— Record extracts —
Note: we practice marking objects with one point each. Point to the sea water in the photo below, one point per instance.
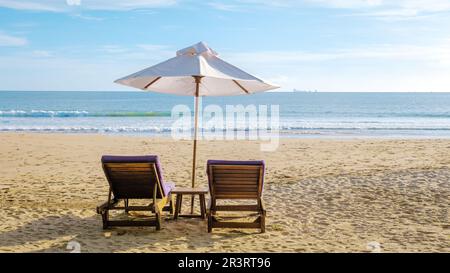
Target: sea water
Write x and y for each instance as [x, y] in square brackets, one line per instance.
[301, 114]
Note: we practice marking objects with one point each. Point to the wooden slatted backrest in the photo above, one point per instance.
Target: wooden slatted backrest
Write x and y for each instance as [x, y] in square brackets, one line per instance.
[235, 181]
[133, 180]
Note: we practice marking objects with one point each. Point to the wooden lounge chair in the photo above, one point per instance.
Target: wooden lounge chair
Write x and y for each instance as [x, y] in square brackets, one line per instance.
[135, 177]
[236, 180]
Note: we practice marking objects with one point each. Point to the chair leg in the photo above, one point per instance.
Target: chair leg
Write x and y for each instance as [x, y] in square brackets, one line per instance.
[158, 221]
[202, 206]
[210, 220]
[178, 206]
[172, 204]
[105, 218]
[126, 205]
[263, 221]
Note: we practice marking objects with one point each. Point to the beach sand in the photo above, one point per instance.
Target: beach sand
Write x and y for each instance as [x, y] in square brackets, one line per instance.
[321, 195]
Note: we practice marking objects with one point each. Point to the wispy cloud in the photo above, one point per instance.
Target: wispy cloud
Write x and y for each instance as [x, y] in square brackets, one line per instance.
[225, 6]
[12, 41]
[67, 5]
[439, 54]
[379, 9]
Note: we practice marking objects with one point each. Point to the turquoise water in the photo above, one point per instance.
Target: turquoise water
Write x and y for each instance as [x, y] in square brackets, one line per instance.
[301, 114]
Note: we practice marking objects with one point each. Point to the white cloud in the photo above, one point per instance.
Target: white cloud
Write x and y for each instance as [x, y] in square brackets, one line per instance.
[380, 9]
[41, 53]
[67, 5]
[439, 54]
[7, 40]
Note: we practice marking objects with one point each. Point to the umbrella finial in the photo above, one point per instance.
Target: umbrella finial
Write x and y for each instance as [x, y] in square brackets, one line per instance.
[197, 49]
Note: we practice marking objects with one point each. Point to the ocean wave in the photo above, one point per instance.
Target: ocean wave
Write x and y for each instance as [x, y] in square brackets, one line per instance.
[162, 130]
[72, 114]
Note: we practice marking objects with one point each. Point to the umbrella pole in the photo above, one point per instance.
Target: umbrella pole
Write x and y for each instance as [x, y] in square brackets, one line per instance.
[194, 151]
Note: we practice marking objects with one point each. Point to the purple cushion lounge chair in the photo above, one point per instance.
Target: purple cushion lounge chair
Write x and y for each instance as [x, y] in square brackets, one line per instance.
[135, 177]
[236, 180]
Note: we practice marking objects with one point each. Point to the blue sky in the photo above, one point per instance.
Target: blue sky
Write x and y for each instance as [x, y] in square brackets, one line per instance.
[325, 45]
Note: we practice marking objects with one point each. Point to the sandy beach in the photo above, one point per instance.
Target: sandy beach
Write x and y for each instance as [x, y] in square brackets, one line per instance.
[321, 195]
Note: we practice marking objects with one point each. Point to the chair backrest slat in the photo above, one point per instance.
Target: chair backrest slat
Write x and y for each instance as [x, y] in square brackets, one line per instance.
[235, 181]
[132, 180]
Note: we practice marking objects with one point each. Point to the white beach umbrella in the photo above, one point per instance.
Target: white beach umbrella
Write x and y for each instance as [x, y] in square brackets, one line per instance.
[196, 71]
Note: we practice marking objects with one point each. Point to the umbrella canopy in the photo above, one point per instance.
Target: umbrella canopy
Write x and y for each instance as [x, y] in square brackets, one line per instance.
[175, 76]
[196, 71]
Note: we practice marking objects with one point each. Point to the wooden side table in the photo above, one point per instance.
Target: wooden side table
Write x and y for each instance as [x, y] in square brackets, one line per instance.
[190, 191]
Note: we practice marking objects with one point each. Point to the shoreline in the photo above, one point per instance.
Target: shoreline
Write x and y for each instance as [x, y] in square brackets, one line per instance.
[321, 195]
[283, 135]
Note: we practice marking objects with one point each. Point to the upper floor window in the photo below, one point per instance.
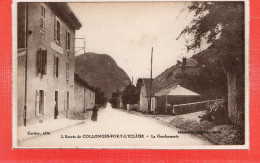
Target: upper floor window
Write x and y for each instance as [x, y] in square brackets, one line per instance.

— What to produce —
Starting at the line that contains "to the shoreline" and continuing through the last line of the entries, output each line as one string in a JSON list, skipping blank lines and leaving out the pictures.

— Correct answer —
[
  "Note: we practice marking objects with one point each. Point to the shoreline in the photo above, one point per instance.",
  "Target: shoreline",
  "Write x and y for each instance as [x, y] in square brackets, one line per instance.",
  "[321, 195]",
  "[283, 135]",
  "Note: we practice marking objects with one point each. Point to the upper floor window in the photo below, one point per instance.",
  "Target: upper floor window",
  "Write x and y for each instance as [x, y] in square brackets, one line per instance."
]